● **ABOUT THIS EXERCISE**: From the first line of the data through the line containing "[[349, 255], [341, 331], [62, 481], [202, 476]]", return each line exactly.

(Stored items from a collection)
*-*-*

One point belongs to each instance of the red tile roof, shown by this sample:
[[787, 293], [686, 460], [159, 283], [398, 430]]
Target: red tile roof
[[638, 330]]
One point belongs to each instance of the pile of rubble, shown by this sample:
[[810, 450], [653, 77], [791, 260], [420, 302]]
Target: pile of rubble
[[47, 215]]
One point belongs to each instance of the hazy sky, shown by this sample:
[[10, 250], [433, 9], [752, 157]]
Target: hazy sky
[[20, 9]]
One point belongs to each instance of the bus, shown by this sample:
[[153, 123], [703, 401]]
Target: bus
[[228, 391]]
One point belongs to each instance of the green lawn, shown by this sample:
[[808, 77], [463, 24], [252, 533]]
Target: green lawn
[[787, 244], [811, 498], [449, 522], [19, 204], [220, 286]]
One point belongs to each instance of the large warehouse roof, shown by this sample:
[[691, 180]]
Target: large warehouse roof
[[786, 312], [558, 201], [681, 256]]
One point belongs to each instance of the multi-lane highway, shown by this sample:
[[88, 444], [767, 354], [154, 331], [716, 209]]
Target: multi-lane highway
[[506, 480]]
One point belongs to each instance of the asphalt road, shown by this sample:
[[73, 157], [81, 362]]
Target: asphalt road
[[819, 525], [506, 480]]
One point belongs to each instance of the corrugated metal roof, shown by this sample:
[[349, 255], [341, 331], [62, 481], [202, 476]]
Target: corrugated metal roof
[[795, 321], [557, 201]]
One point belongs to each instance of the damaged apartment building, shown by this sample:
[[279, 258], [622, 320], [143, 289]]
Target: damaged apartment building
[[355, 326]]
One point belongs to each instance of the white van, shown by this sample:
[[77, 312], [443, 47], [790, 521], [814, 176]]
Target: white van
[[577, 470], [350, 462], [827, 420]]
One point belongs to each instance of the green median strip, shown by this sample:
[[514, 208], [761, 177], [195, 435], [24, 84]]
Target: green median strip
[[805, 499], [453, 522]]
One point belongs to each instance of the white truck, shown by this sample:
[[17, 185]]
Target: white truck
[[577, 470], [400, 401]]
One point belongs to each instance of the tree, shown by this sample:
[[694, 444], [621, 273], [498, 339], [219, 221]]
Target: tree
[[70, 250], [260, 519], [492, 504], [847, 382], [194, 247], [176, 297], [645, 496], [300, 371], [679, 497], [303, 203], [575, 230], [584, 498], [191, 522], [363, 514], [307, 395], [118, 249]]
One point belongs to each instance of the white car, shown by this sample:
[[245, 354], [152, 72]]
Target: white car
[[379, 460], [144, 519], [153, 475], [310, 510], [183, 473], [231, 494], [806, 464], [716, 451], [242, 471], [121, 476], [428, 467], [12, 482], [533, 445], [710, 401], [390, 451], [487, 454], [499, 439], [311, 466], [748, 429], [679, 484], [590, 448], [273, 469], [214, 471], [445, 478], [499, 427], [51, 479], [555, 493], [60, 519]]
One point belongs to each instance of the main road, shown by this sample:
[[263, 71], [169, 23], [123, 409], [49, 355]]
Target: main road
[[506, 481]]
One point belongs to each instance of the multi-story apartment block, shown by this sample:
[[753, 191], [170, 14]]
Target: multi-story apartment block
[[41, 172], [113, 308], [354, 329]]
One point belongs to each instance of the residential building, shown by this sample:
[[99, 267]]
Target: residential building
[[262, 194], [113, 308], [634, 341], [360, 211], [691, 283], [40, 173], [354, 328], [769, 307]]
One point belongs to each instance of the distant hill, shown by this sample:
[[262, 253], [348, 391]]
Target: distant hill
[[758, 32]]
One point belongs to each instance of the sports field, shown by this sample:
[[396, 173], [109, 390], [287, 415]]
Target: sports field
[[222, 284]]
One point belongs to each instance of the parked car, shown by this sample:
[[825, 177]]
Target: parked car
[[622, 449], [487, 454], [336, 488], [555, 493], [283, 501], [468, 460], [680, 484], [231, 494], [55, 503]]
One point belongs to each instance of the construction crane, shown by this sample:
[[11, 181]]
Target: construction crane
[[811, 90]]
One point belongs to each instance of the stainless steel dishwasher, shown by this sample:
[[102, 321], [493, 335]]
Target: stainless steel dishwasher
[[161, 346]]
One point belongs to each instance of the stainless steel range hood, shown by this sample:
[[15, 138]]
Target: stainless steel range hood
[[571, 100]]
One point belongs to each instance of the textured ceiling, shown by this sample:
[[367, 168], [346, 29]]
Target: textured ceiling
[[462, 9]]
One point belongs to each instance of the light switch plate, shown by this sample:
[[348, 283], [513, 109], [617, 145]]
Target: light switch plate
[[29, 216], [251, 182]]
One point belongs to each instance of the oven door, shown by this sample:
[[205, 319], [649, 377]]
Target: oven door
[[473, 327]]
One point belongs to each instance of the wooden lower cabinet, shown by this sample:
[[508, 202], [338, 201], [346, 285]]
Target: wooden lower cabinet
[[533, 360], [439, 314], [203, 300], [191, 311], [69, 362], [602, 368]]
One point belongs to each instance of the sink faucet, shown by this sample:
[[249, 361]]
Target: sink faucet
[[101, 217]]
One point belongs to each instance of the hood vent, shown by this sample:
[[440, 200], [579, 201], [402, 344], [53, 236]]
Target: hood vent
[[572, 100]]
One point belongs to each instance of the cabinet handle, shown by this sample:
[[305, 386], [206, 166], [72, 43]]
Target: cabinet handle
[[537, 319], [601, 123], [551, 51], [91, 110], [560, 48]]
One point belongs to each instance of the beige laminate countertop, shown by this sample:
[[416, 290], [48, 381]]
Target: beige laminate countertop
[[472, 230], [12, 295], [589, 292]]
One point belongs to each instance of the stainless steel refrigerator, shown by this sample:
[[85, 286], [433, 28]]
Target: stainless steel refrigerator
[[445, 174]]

*-*-*

● **TASK SOLUTION**:
One point belongs to each instance of the red tile roof, shown by this sample:
[[787, 293], [686, 460], [159, 283], [398, 430]]
Target: red tile roof
[[638, 330]]
One point belongs to each instance of the pile of rubble, shown by this sample:
[[810, 450], [653, 77], [791, 260], [420, 302]]
Target: pile of rubble
[[47, 215]]
One point belongs to each instance of the hazy sky, shown by this sample:
[[10, 250], [433, 9], [752, 157]]
Target: hazy sky
[[20, 9]]
One point belongs to each instance of the bus, shown by this sample:
[[153, 123], [703, 401]]
Target: bus
[[228, 391]]
One point belongs to each instance of the green lawn, shown by this sample:
[[808, 77], [463, 24], [252, 533]]
Target: green lawn
[[787, 244], [811, 498], [449, 522], [19, 204], [220, 286]]
One point belongs to each instance of the large warehouse roof, shown by this sample:
[[691, 180]]
Target: large warehouse roof
[[786, 312], [558, 201], [681, 256]]
One point belongs to each instance of the multi-lane highway, shown by this sample:
[[88, 444], [767, 354], [154, 331], [716, 209]]
Target: multi-lane highway
[[506, 480]]
One point belongs to each instance of the asphalt road, shown by this sample:
[[73, 157], [81, 362]]
Target: asphalt road
[[819, 525], [506, 480]]
One point belongs to each instance of the corrugated metal roof, shown by this sample:
[[349, 255], [341, 331], [62, 481], [202, 476]]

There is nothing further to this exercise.